▶ _PARTS OF THE EXERCISE_:
1 – Reproduce the stretch of the Costas Picadas article from "Costas Picadas (born" through "of that year.", switching "Ioannina" to "Thessaloniki".
2 – Answer these questions using the Costas Picadas article:
(a) What was the profession of Picadas's father?
(b) At which two schools in Paris did Picadas study?
(c) With which sculptor did Picadas share an exhibit in 2024?
3 – Write the next part of the Costas Picadas article, continuing from its final sentence.
(Beginning of TEXT SEGMENT)
= Costas Picadas =

Visual artist

Costas Picadas (born October 11, 1966 in Ioannina, Greece ) is a Greek born American multi-media visual artist whose works examines cellular structure and immunology.

==Biography==
His father was a Greek doctor. Picadas studied at the Ecole Des Beaux-Arts and Louvre School in Paris.

in 2023 his work was the subject of a solo exhibition at the Terri Gallery in Manhattan and ran from May 5 to May 31 of that year.
Again in 2023 Picadas's work was the subject of a solo exhibition "Universe / Metaverse" at the Donopoulos Gallery in Midtown Manhattan and was on display from November 15 of that year until January 3rd of 2024.
Writing in review on this exhibit he late art critic Robert C. Morgan remarked in Whitehot Magazine of Picadas's work therein ...'Here the artist is particularly involved with showing cellular life both in microcosmic detail and macrocosmic form." Indeed because of his familial medical background it has had a strong influence upon his oeuvre, which the critic Jonathan Goodman tipped his hat to in writing in dART International Magazine
[that} .."Yet there are differences, too. Remembering the medical background of Costas’s family, we can imagine his imagery as coming from pictures taken with a microscope’s magnification".

In 2024 Picadas was in a two man exhibit with sculptor Aris Katsilakis, "Anatomy Unveiled" at the Santorini Museum of Contemporary Art.
(End of TEXT SEGMENT)
(Beginning of RECORD SET)
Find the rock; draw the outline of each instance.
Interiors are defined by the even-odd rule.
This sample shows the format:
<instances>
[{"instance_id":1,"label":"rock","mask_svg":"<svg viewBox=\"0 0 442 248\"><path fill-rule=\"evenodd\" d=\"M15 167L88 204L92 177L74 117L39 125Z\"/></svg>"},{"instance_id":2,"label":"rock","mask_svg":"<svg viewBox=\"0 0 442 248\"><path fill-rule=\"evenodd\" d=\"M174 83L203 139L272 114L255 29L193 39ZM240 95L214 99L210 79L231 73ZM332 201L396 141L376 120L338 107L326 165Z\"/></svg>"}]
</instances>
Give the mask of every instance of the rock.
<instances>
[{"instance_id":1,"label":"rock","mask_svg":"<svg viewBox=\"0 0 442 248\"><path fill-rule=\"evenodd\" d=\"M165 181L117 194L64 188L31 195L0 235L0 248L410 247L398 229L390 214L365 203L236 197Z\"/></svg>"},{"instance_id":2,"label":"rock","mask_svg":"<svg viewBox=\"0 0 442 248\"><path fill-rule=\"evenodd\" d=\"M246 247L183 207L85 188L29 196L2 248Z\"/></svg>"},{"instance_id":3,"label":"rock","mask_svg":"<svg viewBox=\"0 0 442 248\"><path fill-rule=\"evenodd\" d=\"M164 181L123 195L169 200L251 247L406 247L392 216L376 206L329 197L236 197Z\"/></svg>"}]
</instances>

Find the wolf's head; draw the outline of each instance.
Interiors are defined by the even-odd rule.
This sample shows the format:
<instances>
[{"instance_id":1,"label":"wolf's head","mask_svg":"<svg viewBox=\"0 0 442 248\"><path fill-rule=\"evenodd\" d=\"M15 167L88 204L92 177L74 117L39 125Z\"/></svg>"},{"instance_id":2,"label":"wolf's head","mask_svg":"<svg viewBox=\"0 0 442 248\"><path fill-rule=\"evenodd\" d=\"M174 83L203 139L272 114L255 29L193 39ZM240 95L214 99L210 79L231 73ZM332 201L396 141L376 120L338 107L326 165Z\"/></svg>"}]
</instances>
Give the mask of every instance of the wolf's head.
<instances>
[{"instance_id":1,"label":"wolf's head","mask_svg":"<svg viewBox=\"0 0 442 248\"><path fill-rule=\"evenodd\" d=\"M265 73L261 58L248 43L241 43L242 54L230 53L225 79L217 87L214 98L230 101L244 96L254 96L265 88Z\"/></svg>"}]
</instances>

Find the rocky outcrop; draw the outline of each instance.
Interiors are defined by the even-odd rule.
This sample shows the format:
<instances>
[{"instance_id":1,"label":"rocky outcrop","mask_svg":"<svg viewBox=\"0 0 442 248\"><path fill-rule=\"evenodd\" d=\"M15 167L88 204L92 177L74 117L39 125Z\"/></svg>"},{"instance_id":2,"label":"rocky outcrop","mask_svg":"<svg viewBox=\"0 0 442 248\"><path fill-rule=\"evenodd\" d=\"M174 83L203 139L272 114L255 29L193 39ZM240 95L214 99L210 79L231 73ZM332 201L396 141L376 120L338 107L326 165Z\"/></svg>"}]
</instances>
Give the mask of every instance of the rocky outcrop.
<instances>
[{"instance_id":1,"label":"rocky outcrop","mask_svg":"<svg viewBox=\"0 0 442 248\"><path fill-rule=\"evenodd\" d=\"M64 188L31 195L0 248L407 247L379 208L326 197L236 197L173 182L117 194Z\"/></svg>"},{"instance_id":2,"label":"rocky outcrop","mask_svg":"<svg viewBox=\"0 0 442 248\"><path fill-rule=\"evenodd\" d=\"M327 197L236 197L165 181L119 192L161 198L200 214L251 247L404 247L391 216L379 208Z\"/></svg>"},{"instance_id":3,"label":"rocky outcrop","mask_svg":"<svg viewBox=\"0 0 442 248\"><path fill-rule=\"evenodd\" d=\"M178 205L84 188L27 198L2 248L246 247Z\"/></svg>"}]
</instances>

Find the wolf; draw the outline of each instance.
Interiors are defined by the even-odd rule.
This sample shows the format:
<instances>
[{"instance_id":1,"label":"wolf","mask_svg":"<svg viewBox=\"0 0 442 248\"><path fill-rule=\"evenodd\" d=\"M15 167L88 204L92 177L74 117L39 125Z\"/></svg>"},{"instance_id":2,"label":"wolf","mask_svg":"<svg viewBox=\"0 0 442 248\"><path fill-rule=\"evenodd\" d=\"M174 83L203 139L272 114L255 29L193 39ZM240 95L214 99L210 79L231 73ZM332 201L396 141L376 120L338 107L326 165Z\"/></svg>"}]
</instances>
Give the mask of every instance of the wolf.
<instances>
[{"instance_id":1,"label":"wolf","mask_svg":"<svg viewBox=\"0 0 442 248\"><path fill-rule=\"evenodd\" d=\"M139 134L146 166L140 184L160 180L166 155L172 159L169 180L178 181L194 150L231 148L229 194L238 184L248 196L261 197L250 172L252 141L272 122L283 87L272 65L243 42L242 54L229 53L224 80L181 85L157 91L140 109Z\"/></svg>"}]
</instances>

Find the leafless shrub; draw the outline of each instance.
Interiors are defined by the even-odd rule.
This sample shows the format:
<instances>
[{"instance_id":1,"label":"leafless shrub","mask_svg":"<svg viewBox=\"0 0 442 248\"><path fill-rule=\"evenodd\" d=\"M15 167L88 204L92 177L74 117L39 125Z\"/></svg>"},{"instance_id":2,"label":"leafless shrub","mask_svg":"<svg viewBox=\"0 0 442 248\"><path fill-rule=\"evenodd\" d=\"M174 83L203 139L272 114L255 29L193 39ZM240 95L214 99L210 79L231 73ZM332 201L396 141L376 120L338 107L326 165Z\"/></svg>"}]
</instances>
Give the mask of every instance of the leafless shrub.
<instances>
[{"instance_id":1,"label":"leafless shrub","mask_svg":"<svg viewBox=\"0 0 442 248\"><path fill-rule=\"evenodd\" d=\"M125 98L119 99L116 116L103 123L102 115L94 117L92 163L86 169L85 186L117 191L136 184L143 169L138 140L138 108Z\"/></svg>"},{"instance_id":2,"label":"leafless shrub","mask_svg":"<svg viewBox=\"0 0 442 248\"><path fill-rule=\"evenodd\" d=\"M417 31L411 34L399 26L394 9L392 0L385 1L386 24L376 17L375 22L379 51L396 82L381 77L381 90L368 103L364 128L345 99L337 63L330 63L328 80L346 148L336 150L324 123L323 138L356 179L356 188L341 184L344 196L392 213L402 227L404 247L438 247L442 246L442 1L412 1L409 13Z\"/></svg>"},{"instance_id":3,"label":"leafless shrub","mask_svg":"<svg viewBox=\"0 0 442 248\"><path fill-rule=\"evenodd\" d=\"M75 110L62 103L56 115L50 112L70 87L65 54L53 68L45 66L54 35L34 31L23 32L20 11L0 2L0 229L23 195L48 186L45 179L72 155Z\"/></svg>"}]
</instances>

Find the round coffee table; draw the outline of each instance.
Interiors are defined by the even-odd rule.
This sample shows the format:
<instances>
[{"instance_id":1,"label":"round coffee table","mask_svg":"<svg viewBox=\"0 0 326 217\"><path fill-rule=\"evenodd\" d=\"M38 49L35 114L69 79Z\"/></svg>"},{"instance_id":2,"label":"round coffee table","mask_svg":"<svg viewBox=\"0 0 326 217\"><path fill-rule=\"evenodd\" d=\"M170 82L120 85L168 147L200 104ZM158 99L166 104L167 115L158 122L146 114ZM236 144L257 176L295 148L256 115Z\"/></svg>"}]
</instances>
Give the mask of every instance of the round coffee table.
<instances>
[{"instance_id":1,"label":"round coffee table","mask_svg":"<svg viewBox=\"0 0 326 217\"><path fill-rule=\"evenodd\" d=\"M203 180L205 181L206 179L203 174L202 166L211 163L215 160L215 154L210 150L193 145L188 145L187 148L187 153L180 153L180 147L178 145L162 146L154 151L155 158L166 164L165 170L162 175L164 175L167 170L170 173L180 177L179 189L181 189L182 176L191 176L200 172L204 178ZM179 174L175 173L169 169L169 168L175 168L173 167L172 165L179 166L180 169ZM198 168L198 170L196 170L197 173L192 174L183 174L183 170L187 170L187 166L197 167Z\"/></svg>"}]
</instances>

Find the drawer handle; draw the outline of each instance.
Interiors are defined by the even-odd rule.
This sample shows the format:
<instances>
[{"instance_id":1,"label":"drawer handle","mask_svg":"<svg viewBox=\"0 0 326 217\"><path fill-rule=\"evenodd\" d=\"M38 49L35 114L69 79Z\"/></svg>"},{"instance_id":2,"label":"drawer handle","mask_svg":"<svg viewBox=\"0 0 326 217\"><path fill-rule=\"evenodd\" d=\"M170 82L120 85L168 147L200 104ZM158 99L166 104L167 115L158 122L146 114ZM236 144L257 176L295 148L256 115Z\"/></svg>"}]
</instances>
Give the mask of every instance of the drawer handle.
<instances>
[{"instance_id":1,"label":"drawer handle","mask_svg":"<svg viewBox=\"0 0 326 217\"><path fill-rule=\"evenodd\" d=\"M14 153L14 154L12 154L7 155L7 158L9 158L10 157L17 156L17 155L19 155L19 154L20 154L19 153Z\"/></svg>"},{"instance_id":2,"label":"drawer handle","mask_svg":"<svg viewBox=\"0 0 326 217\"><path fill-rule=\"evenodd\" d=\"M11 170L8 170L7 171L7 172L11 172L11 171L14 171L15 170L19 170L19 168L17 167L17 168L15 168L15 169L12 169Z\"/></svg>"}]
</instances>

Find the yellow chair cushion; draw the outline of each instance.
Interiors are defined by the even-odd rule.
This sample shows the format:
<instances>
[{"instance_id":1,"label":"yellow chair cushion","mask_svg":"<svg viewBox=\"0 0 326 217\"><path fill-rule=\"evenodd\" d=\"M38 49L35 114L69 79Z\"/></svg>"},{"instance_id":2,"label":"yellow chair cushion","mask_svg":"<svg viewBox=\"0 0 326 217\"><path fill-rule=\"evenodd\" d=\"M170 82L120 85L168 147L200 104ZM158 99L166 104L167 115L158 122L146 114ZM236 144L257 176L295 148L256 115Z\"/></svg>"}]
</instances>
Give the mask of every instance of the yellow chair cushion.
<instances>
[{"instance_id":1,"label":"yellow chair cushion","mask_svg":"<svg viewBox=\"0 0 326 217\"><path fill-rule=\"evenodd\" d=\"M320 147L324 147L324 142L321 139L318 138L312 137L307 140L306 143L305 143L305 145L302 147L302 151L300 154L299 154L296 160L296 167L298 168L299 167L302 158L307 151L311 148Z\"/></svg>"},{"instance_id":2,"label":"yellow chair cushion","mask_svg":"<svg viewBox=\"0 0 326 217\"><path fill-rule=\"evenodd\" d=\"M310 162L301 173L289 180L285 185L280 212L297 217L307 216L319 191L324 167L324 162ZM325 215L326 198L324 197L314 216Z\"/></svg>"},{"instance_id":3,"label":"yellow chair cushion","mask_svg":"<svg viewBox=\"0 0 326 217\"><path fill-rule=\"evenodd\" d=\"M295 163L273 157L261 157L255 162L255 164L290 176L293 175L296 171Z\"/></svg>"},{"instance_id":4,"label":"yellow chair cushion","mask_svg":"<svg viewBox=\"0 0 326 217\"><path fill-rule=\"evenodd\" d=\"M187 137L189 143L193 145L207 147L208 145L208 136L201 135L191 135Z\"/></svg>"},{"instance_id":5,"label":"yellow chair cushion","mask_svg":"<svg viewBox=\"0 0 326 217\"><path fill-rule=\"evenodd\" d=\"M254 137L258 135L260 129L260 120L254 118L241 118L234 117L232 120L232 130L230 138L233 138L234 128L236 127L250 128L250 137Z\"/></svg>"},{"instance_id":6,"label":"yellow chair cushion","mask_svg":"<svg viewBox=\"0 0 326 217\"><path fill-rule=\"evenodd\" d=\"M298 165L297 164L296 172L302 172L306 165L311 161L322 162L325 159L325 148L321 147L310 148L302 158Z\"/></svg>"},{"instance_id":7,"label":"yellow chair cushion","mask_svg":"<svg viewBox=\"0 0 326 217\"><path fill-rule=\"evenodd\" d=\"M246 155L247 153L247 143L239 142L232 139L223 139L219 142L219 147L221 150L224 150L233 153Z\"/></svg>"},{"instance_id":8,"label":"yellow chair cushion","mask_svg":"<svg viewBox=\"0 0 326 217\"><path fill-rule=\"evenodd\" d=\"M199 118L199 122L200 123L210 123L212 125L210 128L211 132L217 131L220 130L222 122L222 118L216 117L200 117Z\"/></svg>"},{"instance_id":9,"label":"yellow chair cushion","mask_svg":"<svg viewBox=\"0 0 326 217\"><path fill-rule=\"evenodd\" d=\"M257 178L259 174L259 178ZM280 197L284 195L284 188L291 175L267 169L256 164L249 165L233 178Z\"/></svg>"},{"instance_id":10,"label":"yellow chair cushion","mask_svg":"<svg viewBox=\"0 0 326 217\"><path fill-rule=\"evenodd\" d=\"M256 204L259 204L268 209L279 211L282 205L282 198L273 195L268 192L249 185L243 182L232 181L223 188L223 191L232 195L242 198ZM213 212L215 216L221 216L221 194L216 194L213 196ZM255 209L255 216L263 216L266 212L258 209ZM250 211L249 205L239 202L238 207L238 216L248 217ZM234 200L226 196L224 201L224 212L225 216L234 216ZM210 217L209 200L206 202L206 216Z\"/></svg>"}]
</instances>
(End of RECORD SET)
▶ _RESULTS IN ORDER_:
1 –
Costas Picadas (born October 11, 1966 in Thessaloniki, Greece ) is a Greek born American multi-media visual artist whose works examines cellular structure and immunology.

==Biography==
His father was a Greek doctor. Picadas studied at the Ecole Des Beaux-Arts and Louvre School in Paris.

in 2023 his work was the subject of a solo exhibition at the Terri Gallery in Manhattan and ran from May 5 to May 31 of that year.

2 –
(a) He was a Greek doctor.
(b) The Ecole Des Beaux-Arts and the Louvre School.
(c) Aris Katsilakis.

3 –
n 2025 Picadas enjoyed his first major "thematic solo exhibition in Greece, at the Henry Dunant Hospital Center. Tilted "Phytobiosomes" it presented a particular collection from his opus that was [created to] "focus on vital organs such as the heart, lungs, and brain, and present the healing methods of nature itself. The artist’s realism and poetic sensibility highlight a new perspective on anatomy and the pathways of healing

A phrase the artist often attaches to his work is "Biomes".
 As PIcadas himself remarked in an interview with Sedition Art ...."I overlay natural imagery I take from forests with the cell imagery from those labs as a way of drawing the comparisons between those life forms. Every individual fauna and flora that exists within a forest exists as a part of a larger system, just like each individual cell in our body does'...

Among Picadas's more striking works are 3d human anatomy models.